Consigne donnée
Reproduisez à l'identique toutes les lignes ci-dessous, sans en omettre ni en modifier aucune.

___ Lignes répertoriées

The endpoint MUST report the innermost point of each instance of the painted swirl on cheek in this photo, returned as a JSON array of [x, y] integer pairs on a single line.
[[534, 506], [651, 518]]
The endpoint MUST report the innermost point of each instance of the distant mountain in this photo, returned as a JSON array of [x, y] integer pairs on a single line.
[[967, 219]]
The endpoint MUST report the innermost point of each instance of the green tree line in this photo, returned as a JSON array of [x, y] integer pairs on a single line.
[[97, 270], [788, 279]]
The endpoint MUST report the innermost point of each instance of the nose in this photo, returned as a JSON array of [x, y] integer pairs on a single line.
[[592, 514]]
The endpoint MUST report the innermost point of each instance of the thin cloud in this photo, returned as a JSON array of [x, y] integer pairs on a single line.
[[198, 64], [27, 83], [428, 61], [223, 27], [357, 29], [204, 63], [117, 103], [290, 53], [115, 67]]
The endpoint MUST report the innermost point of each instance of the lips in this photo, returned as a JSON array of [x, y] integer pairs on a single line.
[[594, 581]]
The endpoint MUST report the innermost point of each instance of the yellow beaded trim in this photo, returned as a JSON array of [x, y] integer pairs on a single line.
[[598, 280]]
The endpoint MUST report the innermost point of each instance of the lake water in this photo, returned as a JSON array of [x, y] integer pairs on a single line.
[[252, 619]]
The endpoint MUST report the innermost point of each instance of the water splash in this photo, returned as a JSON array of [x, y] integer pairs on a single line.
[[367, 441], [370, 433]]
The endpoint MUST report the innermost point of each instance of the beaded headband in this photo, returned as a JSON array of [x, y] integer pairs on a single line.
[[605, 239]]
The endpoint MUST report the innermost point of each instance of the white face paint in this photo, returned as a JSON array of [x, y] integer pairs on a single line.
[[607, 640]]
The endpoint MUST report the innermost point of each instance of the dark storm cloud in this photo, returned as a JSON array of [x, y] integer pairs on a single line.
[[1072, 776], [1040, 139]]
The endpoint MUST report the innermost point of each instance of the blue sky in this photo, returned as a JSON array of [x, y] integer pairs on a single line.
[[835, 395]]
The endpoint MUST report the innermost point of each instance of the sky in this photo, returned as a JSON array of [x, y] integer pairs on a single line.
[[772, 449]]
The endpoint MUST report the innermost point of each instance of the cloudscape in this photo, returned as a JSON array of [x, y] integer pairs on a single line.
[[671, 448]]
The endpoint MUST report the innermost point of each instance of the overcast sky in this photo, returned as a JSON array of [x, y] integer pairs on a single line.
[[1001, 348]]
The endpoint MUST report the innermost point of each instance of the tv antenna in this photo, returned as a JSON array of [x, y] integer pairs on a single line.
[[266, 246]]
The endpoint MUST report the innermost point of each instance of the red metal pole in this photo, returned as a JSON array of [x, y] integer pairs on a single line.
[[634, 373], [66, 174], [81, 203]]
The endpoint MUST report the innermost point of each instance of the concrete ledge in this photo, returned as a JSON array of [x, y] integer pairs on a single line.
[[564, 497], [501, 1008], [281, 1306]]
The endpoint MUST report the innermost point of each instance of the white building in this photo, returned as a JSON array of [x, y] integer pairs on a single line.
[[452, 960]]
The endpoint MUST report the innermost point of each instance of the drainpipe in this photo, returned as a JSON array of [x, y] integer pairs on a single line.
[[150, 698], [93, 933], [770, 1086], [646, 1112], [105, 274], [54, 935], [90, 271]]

______

Réponse à la consigne
The endpoint MUST report the innermost point of each instance of the painted swirl on cheek in this photo, returned as a JSON array of [x, y] integer pairs on a single line.
[[534, 506], [651, 518]]
The endpoint MUST report the innermost point of each instance of the distant mountain in this photo, returned as a JSON array of [x, y] integer pairs on a single line.
[[967, 219]]
The endpoint MUST report the innermost point of each instance of the green tree line in this photo, returned as a JSON array of [x, y] integer pairs on a single line.
[[97, 270], [788, 279]]
The endpoint MUST report the innermost point of each instance of the nose in this photo, returned as a JSON array of [x, y] integer pairs on a single line.
[[592, 514]]
The endpoint MUST report the innermost point of each instance of the thin cloud in this photo, returned as a JSON array of [x, y] integer pairs on a single line.
[[198, 64], [27, 83], [428, 61], [223, 27], [357, 29], [204, 63], [117, 103], [290, 53], [115, 67]]
The endpoint MUST report the innermost point of each instance of the lips in this photo, returned as a JSON array of [x, y] integer pairs on a single line.
[[594, 581]]
The endpoint MUST report the innermost point of each instance of the yellow beaded trim in this photo, returned as a JSON array of [x, y] integer pairs on a single line.
[[598, 280]]
The endpoint MUST report the innermost point of each instance of the lake water in this photo, returned as a JSON array of [x, y] integer pairs on a single line.
[[252, 619]]
The endpoint MUST report the innermost point of each instance of the water splash in this photo, returned as a JSON array of [x, y] integer pairs on a single line.
[[367, 441], [370, 433]]
The endpoint MUST report the innermost point of each instance of the beaded headband in this photo, returned as a JSON array of [x, y] integer pairs on a single line.
[[605, 239]]
The endpoint MUST report the innermost point of each instance of the white face paint in this photo, returned as a JSON array of [x, y] integer pairs on a single line.
[[607, 640]]
The endpoint MUST report the innermost point of each instance of the dark storm cloud in this photo, returned as a JSON array of [x, y] integer pairs on a single line.
[[1072, 776], [1040, 139]]
The endpoint MUST report the innermost point of each instance of the blue sky in this photo, returned as a JSON array of [x, y] integer pairs on a single line.
[[835, 395]]
The endpoint MUST report the innermost point of each instance of the sky in this photo, returned as a JSON array of [x, y] integer pairs on a single line.
[[772, 449]]
The endpoint MUST report the innermost point of each instance of the cloudscape in this photo, returned as a JSON array of [x, y] integer pairs on a single line.
[[671, 448]]
The endpoint MUST report the innermost point of each instance of the overcast sky in this photo, returned as a JSON array of [x, y] integer pairs on a single line.
[[1001, 348]]
The endpoint MUST report the innermost point of each instance of the tv antenna in this photo, returned as a JSON array of [x, y] integer pairs on a single line.
[[266, 246]]
The endpoint MUST report the innermost point of each instance of the red metal pole in this photo, returned as a JSON array of [x, y] integer pairs on a single line.
[[634, 373], [66, 174], [81, 203]]
The endpoint MUST report the innermost point of each instance of the concrete ledge in this photo, returned as a JSON array of [x, y] integer pairs on a single line.
[[564, 497], [501, 1008], [281, 1306]]
The endpoint MUST report the innermost point of each instance of the white building in this photo, returned as a JSON array of [x, y] integer pairs on a single line.
[[452, 960]]
The endpoint MUST report the innermost point of each instance of the drainpipe in this photo, returned as a JSON array of [x, y] integer pairs on a single line.
[[150, 698], [93, 933], [770, 1086], [646, 1112], [105, 274], [54, 935], [90, 271]]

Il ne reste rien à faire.